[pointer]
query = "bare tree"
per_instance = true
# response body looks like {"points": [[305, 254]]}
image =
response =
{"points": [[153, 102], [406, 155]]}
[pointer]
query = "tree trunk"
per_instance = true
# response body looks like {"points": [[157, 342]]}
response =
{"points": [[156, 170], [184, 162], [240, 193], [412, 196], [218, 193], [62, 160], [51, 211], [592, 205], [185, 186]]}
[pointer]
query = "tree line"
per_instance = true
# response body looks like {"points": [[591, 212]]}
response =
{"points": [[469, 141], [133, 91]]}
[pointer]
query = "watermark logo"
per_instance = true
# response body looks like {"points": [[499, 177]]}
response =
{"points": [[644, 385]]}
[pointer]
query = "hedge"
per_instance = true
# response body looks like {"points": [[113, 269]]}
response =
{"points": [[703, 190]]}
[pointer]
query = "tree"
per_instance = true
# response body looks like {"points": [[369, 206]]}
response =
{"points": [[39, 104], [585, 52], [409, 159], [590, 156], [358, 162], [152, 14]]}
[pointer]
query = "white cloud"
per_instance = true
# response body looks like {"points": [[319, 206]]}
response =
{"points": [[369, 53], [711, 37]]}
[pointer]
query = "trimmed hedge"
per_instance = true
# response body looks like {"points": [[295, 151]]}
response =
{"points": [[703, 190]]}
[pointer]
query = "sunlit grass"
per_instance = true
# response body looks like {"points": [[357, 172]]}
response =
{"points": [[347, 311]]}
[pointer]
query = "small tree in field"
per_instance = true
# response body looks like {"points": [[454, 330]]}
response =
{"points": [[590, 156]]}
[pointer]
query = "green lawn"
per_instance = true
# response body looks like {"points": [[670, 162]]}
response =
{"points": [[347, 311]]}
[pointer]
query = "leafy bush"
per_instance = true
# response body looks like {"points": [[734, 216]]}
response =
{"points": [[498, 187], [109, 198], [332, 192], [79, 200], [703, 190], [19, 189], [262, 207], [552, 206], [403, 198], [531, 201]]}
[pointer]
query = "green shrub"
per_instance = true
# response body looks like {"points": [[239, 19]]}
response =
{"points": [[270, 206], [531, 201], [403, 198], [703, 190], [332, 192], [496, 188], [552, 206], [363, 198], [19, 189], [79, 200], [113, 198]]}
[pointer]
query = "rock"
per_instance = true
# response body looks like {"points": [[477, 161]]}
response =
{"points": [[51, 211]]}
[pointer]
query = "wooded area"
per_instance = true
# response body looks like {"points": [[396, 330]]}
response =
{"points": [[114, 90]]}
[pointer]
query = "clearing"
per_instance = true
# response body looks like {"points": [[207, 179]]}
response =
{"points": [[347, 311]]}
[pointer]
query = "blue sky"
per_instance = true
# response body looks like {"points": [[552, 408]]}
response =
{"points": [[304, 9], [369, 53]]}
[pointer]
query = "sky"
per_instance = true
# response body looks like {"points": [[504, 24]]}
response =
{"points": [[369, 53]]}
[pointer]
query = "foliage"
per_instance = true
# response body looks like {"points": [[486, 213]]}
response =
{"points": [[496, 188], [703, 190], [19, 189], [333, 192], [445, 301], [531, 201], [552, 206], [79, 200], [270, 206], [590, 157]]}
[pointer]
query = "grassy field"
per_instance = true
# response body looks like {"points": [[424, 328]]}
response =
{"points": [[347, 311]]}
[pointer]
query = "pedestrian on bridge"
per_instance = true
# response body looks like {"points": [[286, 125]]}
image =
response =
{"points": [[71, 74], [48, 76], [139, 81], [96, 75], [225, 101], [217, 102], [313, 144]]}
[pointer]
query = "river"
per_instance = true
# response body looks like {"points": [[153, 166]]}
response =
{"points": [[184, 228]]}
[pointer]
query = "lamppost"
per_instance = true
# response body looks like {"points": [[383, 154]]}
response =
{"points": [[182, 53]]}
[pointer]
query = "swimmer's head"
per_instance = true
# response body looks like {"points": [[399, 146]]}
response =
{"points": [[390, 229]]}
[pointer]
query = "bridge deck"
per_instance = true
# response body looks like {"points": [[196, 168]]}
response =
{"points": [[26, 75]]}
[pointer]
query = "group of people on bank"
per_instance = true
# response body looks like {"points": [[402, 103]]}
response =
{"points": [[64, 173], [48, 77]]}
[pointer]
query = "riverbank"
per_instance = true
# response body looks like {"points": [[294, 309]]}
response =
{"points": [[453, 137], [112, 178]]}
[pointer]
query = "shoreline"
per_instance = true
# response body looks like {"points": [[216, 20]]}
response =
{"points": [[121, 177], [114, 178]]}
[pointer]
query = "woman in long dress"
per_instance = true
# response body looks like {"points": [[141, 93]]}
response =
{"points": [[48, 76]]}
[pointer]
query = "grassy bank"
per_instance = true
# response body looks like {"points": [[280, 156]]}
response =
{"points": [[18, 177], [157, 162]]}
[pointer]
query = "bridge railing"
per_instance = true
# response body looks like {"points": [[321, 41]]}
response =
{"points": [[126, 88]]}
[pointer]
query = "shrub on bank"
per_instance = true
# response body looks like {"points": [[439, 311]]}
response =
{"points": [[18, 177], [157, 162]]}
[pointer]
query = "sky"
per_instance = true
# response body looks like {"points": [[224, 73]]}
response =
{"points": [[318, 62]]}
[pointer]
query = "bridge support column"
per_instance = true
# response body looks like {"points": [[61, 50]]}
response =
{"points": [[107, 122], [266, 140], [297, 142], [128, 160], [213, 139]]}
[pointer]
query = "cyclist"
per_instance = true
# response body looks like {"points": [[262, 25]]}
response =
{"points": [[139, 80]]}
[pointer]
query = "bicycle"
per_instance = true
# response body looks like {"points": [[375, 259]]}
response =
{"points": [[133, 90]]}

※ ※ ※

[Exercise brief]: Please reproduce all of the entries exactly as they stand.

[Full solution]:
[pointer]
query = "bare tree"
per_instance = true
# response body looks like {"points": [[305, 254]]}
image =
response =
{"points": [[153, 102], [406, 155]]}
[pointer]
query = "tree trunk"
per_instance = true
# response body looks like {"points": [[157, 342]]}
response =
{"points": [[156, 170], [184, 162], [240, 193], [412, 196], [218, 193], [62, 160], [51, 211], [592, 205], [185, 186]]}
[pointer]
query = "tree line"
per_instance = true
# response body looks like {"points": [[591, 212]]}
response =
{"points": [[469, 141], [133, 91]]}
[pointer]
query = "watermark logo"
per_instance = true
# response body looks like {"points": [[499, 177]]}
response =
{"points": [[644, 385]]}
[pointer]
query = "hedge"
per_instance = true
# response body looks like {"points": [[113, 269]]}
response =
{"points": [[703, 190]]}
[pointer]
query = "tree"
per_instance = true
# response body looks like {"points": [[369, 206]]}
response =
{"points": [[39, 104], [585, 52], [409, 159], [590, 156], [358, 162], [152, 14]]}
[pointer]
query = "white cloud"
per_instance = true
# response body looks like {"points": [[319, 206]]}
response =
{"points": [[369, 53], [711, 37]]}
[pointer]
query = "trimmed hedge"
per_instance = true
# response body looks like {"points": [[295, 151]]}
response =
{"points": [[703, 190]]}
[pointer]
query = "sunlit grass"
per_instance = true
# response body looks like {"points": [[357, 172]]}
response =
{"points": [[347, 311]]}
[pointer]
query = "small tree in field"
per_instance = true
# response body looks like {"points": [[454, 330]]}
response =
{"points": [[590, 156]]}
[pointer]
query = "green lawn"
per_instance = true
# response body looks like {"points": [[670, 162]]}
response =
{"points": [[347, 311]]}
[pointer]
query = "leafy bush"
per_instance = true
# response body looks like {"points": [[734, 216]]}
response =
{"points": [[498, 187], [109, 198], [332, 192], [79, 200], [703, 190], [19, 189], [262, 207], [552, 206], [403, 198], [531, 201]]}
[pointer]
query = "green shrub"
per_instance = true
# response body looks like {"points": [[239, 19]]}
response =
{"points": [[270, 206], [531, 201], [403, 198], [703, 190], [332, 192], [496, 188], [552, 206], [363, 198], [19, 189], [79, 200], [113, 198]]}
[pointer]
query = "rock"
per_instance = true
# response body looks like {"points": [[477, 161]]}
response =
{"points": [[51, 211]]}
[pointer]
query = "wooded area"
per_instance = true
# response body looks like {"points": [[396, 330]]}
response =
{"points": [[114, 90]]}
[pointer]
query = "clearing"
per_instance = true
# response body looks like {"points": [[207, 179]]}
response =
{"points": [[347, 311]]}
[pointer]
query = "blue sky"
per_instance = true
# response body looks like {"points": [[552, 408]]}
response =
{"points": [[304, 9], [369, 53]]}
[pointer]
query = "sky"
per_instance = true
# response body looks like {"points": [[504, 24]]}
response =
{"points": [[369, 53]]}
[pointer]
query = "foliage"
per_instance = true
# response body looks like {"points": [[486, 213]]}
response =
{"points": [[496, 188], [703, 190], [19, 189], [333, 192], [445, 301], [531, 201], [552, 206], [79, 200], [270, 206], [590, 157]]}
[pointer]
query = "grassy field"
per_instance = true
# response body looks like {"points": [[424, 328]]}
response =
{"points": [[347, 311]]}
[pointer]
query = "pedestrian on bridge"
per_instance = true
# response body looks like {"points": [[286, 125]]}
image =
response =
{"points": [[71, 74], [48, 76], [139, 81], [96, 75], [225, 101], [217, 102], [313, 144]]}
[pointer]
query = "river"
per_instance = true
# response body looks like {"points": [[153, 166]]}
response =
{"points": [[184, 228]]}
[pointer]
query = "lamppost"
per_instance = true
# response body looks like {"points": [[383, 154]]}
response =
{"points": [[182, 53]]}
[pointer]
query = "swimmer's head"
per_instance = true
# response body looks like {"points": [[399, 146]]}
response =
{"points": [[390, 229]]}
[pointer]
query = "bridge deck"
per_instance = true
# response body looks like {"points": [[196, 168]]}
response =
{"points": [[26, 75]]}
[pointer]
query = "group of people on bank"
per_instance = true
# response body looks like {"points": [[402, 103]]}
response =
{"points": [[64, 173], [48, 77]]}
[pointer]
query = "riverbank"
per_instance = true
# response body looks like {"points": [[294, 309]]}
response =
{"points": [[453, 137], [112, 178]]}
[pointer]
query = "shoreline"
per_instance = true
# response body looks like {"points": [[216, 20]]}
response =
{"points": [[121, 177], [114, 178]]}
[pointer]
query = "woman in long dress"
per_instance = true
# response body looks like {"points": [[141, 93]]}
response =
{"points": [[48, 76]]}
[pointer]
query = "grassy bank"
per_instance = true
# response body looks like {"points": [[280, 156]]}
response =
{"points": [[18, 177], [157, 162]]}
[pointer]
query = "bridge railing"
per_instance = true
# response body looks like {"points": [[321, 41]]}
response =
{"points": [[126, 88]]}
[pointer]
query = "shrub on bank"
per_instance = true
# response body looks like {"points": [[439, 311]]}
response =
{"points": [[18, 177], [157, 162]]}
[pointer]
query = "sky"
per_instance = true
# response body looks like {"points": [[224, 73]]}
response =
{"points": [[318, 62]]}
[pointer]
query = "bridge support column"
per_instance = true
# response body looks like {"points": [[61, 50]]}
response =
{"points": [[107, 122], [266, 140], [297, 142], [128, 160], [213, 139]]}
[pointer]
query = "cyclist"
per_instance = true
# response body looks like {"points": [[262, 25]]}
response =
{"points": [[139, 80]]}
[pointer]
query = "bicycle"
per_instance = true
# response body looks like {"points": [[375, 259]]}
response =
{"points": [[133, 90]]}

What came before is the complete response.